## Complete the following
**A)** Answer these questions from the post on Scott, Austen, and text analysis:
(i) How wide does Jane Austen say her bit of ivory is?
(ii) How many works were analyzed with computational power?
(iii) How many friars worked on the first concordance?
**B)** Carry the post on Scott, Austen, and text analysis further, picking up after its final sentence.

───── Given passage

Wednesday, February 13, 2013

The Big Bow-Wow & a Bit of Ivory

[This blog originally appeared on Big Data Republic in 2013. Unfortunately, all the content has been taken offline] 

Sir Walter Scott contrasted his style of writing with that of Jane Austen: "The big Bow-Wow strain I can do myself like any now going; but the exquisite touch which renders ordinary commonplace things and characters interesting from the truth of the description and the sentiment is denied to me. "While he characterized his work as large, Jane Austen called her own small, a "little bit (two inches wide) of ivory on which I work with so fine a brush."

Seeing themselves as such strong contrasts to each other, they likely would have been very surprised to be coupled together as "the literary equivalent of Homo erectus, or, if you prefer, Adam and Eve. " Using computational power to analyze 3,592 works published between 1780 and 1900, he concluded that Walter Scott and Jane Austen were the two primary influencers of all novelists who came after them in terms of style and theme.  Those are the types of discoveries that Jockers expound upon in his newly published book, Macroanalysis: Digital Methods and Literary History.

Systematic textual analysis has a history that goes much further back than computers. The first concordance, according to The Word Crunchers dates back about 800 years. It was a most labor-intensive project, taking up the work of 500 friars. A Chaucer concordance took 50 years until it was read for publication in 1927. Computers entered the picture as early as 1951 when "I.B.M. helped create an automated concordance."  Those were the days of punch card programming, so “indexing all of Aquinas took a million man-hours.” It was only complete in 1974.   Ten years later, though, computers could analyze texts effortlessly, as depicted in the reports of a novelist’s favorite word in David Lodge’s novel Small World.

──────────
───── Data

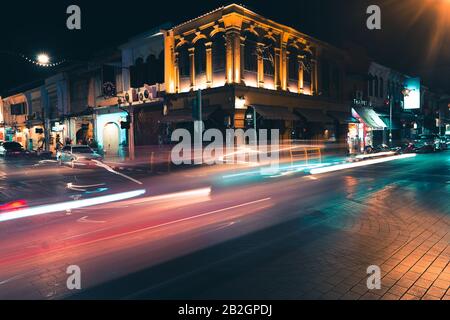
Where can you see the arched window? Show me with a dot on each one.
(218, 52)
(200, 57)
(370, 84)
(137, 73)
(268, 55)
(376, 87)
(293, 63)
(381, 87)
(151, 67)
(183, 61)
(250, 52)
(160, 68)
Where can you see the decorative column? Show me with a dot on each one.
(176, 75)
(300, 74)
(236, 55)
(284, 66)
(233, 42)
(192, 66)
(260, 65)
(208, 64)
(277, 68)
(314, 82)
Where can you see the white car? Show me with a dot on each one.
(80, 155)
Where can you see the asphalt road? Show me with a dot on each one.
(222, 233)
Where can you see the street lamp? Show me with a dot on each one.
(43, 59)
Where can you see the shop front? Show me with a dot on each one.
(109, 135)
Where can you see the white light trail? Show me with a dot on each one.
(344, 166)
(69, 205)
(373, 155)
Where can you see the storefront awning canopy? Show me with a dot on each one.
(185, 115)
(342, 117)
(275, 113)
(314, 115)
(370, 118)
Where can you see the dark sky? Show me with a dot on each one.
(409, 29)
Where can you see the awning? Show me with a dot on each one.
(314, 115)
(370, 118)
(185, 115)
(275, 113)
(342, 117)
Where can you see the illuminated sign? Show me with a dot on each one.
(411, 93)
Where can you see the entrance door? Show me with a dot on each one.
(111, 135)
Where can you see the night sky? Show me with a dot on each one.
(415, 35)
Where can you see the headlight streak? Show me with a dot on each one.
(68, 205)
(344, 166)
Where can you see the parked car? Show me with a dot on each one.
(427, 143)
(12, 149)
(77, 155)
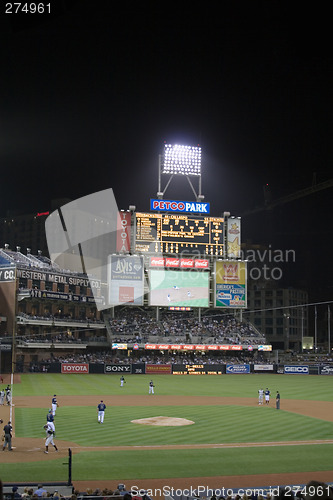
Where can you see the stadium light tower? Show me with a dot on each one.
(180, 160)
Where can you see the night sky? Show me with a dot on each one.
(90, 93)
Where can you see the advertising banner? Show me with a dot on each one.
(138, 368)
(326, 370)
(234, 237)
(74, 367)
(117, 369)
(263, 368)
(296, 369)
(158, 369)
(125, 280)
(117, 345)
(213, 369)
(230, 284)
(238, 369)
(7, 274)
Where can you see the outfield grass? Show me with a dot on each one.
(312, 387)
(213, 424)
(150, 464)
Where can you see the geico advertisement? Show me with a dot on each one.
(74, 368)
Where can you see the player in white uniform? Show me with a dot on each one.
(101, 410)
(54, 404)
(50, 432)
(267, 395)
(261, 396)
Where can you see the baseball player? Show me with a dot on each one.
(151, 387)
(8, 395)
(267, 395)
(54, 404)
(101, 410)
(50, 433)
(49, 416)
(7, 437)
(261, 396)
(277, 401)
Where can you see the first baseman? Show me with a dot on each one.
(54, 404)
(101, 410)
(151, 387)
(50, 433)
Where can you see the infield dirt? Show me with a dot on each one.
(29, 449)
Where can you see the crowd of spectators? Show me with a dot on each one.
(61, 338)
(57, 317)
(313, 490)
(179, 357)
(141, 325)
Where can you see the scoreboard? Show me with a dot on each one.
(172, 233)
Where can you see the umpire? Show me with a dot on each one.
(8, 437)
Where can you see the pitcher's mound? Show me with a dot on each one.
(172, 421)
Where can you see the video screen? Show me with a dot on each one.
(179, 288)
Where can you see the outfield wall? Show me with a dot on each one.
(181, 369)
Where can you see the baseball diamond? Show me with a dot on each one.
(232, 440)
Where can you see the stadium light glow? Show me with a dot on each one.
(181, 160)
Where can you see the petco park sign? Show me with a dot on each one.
(74, 368)
(179, 206)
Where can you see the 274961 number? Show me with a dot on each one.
(28, 8)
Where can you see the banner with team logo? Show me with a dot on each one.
(238, 369)
(234, 237)
(125, 280)
(230, 284)
(296, 369)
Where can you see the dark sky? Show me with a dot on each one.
(90, 92)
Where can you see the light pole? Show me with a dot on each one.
(180, 160)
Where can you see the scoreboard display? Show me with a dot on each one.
(172, 233)
(197, 369)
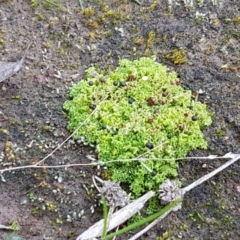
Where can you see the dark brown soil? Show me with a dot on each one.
(50, 204)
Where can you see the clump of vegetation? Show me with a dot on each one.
(139, 109)
(176, 56)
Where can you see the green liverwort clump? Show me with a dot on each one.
(141, 111)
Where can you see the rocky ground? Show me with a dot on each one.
(61, 203)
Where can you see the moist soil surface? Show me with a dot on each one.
(61, 203)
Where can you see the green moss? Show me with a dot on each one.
(237, 20)
(142, 109)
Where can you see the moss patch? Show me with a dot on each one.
(141, 111)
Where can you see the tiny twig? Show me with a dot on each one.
(233, 159)
(5, 227)
(81, 5)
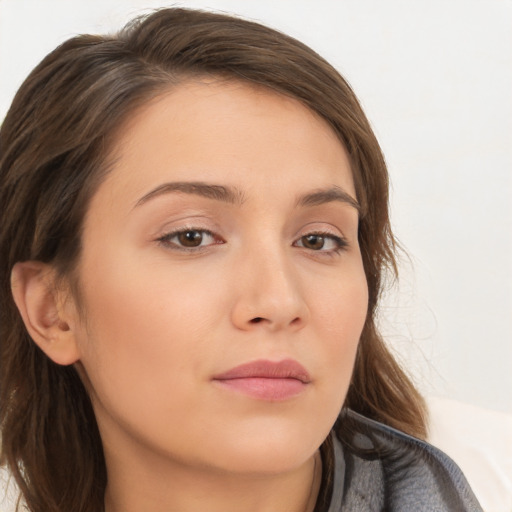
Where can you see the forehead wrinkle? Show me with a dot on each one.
(222, 193)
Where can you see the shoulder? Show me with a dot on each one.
(386, 469)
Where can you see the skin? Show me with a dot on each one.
(162, 321)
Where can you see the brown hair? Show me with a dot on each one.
(53, 148)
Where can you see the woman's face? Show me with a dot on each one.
(222, 282)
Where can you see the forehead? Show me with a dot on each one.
(229, 133)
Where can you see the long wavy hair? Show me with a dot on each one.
(54, 144)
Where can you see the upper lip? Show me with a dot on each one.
(285, 369)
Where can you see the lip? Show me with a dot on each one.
(266, 380)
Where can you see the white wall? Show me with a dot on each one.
(435, 78)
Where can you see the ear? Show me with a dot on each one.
(44, 312)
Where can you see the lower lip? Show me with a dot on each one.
(265, 388)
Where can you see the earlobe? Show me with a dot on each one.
(40, 306)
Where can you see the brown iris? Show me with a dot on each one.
(190, 238)
(314, 242)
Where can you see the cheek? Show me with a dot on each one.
(147, 331)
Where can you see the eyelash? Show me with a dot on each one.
(340, 243)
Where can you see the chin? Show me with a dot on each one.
(267, 451)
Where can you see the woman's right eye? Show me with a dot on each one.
(186, 239)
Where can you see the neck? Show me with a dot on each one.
(158, 489)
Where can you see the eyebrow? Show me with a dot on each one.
(218, 192)
(234, 195)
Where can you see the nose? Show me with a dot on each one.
(269, 294)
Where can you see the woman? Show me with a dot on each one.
(194, 231)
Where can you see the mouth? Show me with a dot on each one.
(266, 380)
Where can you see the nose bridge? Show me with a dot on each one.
(269, 290)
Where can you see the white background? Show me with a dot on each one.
(434, 77)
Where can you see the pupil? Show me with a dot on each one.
(313, 241)
(190, 238)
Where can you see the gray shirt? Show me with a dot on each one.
(382, 469)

──────────

## Activity answers
**A)**
(i) Two inches wide.
(ii) 3,592 works.
(iii) 500 friars.

**B)**
The proliferation of digitalized books, courtesy of Google books is what makes it possible for computers to now process huge volumes of text from thousands of works.  Matthew Jockers, along with Franco Moretti, founded the Stanford Literary Lab in 2010. The research is done in groups along the lines of scientific investigations with the help of computer.

The approach is critiqued by a Chronicle of Higher Education article as The Humanities Go Google:

Data-diggers are gunning to debunk old claims based on "anecdotal" evidence and answer once-impossible questions about the evolution of ideas, language, and culture. Critics, meanwhile, worry that these stat-happy quants take the human out of the humanities. Novels aren't commodities like bags of flour, they warn. Cranking words from deeply specific texts like grist through a mill is a recipe for lousy research, they say—and a potential disaster for the profession.

It’s not just a matter of traditionalists feeling threatened by computer power. Algorithms that depend on Google books for meta-data tags may reach wrong conclusions.  Geoffrey Nunberg, a linguist, is quoted as declaring Google’s tags "a mess," not to be relied on.  Aside from questions of accuracy, there is that of relevance. Researcher have to ask themselves: "What does this tell me that what we can't already do?"

I had the same question when I read the  article on Jockers. Aside from identifying the novel’s trail set by Austen, it points out the supposed revelation that the novels of George Eliot "more closely resemble the patterns of male writers."  Is it altogether surprising that the author of Silly Novels by Lady Novelists who deliberately adopted a masculine pseudonym broke the mold conceived for female writers?  That’s something that any student of Victorian literature should already know.

What this form of research could do that traditional studies do not is unearth the roads not taken by the literary canon. In a New Scientist article on Jockers’ work,  Nicholas Dames, chair of the department of English and comparative literature at Columbia University as seeing the value of this type of research to bring to light the full body of fiction "rather than the small percentage of canonical texts that are usually taken as exemplary." That opens up the consideration of the canon in a larger context, which can lead to questioning the marked trail of influence.   But that will only work if the Google Books data proves comprehensive and reliable enough to accurately represent the literature of the time.